The problem:
Render every line of the items below as a numbered list, skipping blank lines and omitting the pictures.

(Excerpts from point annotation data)
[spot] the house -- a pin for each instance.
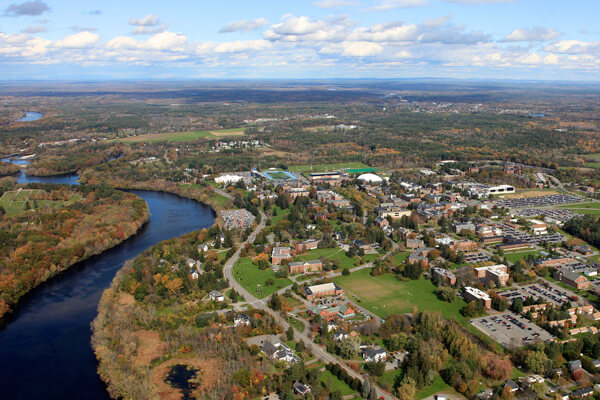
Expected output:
(498, 274)
(216, 295)
(324, 289)
(241, 319)
(464, 226)
(447, 277)
(340, 311)
(574, 365)
(359, 244)
(301, 389)
(511, 385)
(280, 352)
(572, 279)
(374, 354)
(414, 243)
(279, 254)
(582, 392)
(302, 267)
(306, 245)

Final answer:
1. [spot] the house -- a pin for each instance.
2. Expected output:
3. (498, 274)
4. (216, 295)
5. (324, 289)
6. (241, 319)
7. (464, 226)
8. (447, 277)
9. (340, 311)
10. (574, 365)
11. (359, 244)
12. (301, 389)
13. (511, 385)
14. (280, 352)
15. (572, 279)
16. (374, 354)
17. (414, 243)
18. (279, 254)
19. (582, 392)
20. (302, 267)
21. (306, 245)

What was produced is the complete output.